- **REQUIREMENTS**: Nothing before the line containing "of the dense" belongs in the answer; quote that line and all lines after it through the end of the material, word for word.

- **SUPPLIED DATA**:

┄┄┄┄┄┄┄┄┄┄

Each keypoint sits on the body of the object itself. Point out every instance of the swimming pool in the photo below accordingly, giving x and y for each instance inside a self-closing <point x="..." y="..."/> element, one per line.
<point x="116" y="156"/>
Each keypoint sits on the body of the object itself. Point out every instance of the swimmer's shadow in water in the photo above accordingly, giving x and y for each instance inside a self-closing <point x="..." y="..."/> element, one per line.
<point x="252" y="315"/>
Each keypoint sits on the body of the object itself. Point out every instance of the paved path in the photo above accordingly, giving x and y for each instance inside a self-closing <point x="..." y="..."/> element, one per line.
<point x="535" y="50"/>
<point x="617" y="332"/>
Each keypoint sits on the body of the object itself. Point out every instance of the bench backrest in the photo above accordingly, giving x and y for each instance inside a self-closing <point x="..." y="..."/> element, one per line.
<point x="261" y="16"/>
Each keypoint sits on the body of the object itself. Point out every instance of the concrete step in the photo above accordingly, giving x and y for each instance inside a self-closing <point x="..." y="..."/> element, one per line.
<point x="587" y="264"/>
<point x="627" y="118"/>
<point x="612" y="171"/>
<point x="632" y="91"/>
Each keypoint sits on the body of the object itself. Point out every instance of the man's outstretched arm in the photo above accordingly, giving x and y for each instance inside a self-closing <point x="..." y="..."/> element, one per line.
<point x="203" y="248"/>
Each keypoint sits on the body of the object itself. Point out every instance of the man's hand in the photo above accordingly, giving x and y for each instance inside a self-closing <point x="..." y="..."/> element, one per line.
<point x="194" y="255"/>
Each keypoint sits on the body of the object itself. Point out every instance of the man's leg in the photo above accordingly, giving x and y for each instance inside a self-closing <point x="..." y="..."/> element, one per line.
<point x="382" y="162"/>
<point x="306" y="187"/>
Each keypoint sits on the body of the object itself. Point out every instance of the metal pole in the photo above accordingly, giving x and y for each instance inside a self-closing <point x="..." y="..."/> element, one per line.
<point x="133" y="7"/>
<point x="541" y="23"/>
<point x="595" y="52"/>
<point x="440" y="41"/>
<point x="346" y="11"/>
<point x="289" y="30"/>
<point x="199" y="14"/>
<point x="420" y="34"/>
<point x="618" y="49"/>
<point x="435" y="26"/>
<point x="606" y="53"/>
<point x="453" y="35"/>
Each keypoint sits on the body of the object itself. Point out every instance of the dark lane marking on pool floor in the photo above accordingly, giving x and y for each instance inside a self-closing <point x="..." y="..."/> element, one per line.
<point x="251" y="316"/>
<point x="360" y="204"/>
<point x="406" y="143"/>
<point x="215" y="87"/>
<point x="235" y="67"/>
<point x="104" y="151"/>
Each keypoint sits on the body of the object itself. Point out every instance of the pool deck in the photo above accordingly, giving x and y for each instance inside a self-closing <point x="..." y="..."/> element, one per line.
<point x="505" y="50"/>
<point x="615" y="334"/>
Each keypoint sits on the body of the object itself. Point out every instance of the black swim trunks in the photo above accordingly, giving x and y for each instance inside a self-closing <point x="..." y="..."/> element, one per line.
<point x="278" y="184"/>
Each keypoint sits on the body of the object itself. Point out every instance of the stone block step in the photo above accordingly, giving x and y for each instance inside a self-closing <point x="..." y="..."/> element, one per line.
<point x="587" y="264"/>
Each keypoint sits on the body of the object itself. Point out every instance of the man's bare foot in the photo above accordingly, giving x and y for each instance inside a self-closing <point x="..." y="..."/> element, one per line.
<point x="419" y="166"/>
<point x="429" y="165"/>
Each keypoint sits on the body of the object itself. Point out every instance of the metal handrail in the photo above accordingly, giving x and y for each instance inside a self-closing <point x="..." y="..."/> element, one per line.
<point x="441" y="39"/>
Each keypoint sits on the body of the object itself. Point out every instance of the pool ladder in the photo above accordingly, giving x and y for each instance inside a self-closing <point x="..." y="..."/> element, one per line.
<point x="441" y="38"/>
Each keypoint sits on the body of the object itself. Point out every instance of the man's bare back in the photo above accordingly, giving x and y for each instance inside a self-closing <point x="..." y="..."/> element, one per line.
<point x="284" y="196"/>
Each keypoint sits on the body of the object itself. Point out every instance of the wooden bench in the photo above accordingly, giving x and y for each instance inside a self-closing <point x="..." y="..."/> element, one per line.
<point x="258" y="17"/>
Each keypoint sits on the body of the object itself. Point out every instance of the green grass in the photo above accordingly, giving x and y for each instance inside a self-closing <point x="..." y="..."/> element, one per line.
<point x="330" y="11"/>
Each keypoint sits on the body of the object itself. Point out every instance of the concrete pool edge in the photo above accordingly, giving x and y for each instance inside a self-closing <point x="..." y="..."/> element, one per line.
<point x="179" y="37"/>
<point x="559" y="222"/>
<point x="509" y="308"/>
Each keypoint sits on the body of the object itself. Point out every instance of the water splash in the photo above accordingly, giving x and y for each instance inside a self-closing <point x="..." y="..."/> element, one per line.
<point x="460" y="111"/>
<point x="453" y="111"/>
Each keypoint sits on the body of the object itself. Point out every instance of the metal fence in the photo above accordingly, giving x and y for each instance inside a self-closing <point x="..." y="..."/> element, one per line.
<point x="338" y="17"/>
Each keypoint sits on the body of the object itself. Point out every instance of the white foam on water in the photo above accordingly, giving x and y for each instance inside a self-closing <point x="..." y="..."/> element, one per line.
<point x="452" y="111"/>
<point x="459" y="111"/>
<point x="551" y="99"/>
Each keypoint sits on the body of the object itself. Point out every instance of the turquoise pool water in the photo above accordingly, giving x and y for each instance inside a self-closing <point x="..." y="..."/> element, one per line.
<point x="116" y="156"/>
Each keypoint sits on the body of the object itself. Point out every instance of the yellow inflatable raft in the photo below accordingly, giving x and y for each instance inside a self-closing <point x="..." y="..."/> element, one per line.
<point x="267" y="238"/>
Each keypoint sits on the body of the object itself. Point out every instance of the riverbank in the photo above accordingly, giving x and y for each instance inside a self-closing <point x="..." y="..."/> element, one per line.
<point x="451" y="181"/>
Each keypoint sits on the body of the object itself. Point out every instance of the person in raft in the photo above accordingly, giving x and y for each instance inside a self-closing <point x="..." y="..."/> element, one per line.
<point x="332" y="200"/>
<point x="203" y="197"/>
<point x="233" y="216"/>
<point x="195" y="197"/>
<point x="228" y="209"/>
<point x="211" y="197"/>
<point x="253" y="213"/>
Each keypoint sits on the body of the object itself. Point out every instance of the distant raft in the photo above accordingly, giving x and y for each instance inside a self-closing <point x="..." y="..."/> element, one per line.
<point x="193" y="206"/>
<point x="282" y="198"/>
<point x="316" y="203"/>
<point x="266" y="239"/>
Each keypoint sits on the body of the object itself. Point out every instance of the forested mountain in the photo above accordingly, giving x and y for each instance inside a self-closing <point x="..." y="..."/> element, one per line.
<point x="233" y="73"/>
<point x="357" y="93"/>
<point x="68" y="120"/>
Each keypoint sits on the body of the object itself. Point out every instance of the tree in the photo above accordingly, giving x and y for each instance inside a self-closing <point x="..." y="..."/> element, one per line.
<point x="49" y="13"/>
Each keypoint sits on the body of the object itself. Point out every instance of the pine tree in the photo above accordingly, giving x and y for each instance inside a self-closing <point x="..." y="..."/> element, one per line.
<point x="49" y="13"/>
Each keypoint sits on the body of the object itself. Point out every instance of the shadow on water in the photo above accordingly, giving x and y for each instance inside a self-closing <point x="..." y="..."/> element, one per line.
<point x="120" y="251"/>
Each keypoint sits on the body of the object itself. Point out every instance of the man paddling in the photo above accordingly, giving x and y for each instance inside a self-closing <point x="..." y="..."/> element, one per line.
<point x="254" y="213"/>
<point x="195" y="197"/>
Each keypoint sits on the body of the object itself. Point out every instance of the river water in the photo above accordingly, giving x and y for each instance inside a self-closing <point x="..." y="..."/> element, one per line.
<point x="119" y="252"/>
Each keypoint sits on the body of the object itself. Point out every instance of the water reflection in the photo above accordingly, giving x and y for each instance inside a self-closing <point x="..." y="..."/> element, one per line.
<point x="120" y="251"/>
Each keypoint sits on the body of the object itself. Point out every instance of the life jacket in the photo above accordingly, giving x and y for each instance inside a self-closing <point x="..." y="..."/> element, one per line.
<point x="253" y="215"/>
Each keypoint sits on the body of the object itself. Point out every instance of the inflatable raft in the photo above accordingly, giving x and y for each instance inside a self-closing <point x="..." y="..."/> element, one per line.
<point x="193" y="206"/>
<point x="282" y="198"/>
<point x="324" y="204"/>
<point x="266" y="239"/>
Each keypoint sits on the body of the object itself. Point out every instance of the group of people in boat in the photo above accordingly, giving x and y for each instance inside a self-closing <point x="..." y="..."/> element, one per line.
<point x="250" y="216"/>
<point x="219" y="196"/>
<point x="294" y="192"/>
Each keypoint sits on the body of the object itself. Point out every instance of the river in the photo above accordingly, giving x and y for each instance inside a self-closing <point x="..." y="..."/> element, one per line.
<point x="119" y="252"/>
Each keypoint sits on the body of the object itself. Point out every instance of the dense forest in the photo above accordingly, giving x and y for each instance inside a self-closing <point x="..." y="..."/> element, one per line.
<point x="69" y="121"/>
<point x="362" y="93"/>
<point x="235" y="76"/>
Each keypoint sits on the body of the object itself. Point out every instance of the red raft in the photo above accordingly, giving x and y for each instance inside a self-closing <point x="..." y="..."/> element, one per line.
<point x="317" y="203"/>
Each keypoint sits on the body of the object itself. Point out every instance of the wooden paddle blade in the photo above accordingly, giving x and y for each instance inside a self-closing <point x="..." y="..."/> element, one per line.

┄┄┄┄┄┄┄┄┄┄

- **FULL OUTPUT**:
Each keypoint sits on the body of the object itself. Point out every instance of the dense forest in the photo above accordingly, giving x and y for each instance inside a self-closing <point x="..." y="..."/> element, one per line.
<point x="69" y="121"/>
<point x="362" y="93"/>
<point x="235" y="76"/>
Each keypoint sits on the body of the object itself. Point out every instance of the red raft in the photo above accordingly, giving x and y for each instance inside a self-closing <point x="..." y="..."/> element, one per line.
<point x="317" y="203"/>
Each keypoint sits on the body of the object itself. Point out every instance of the wooden paddle blade in the photo above accordingly, giving x and y for each instance inside a self-closing <point x="..." y="..."/> element, one per line.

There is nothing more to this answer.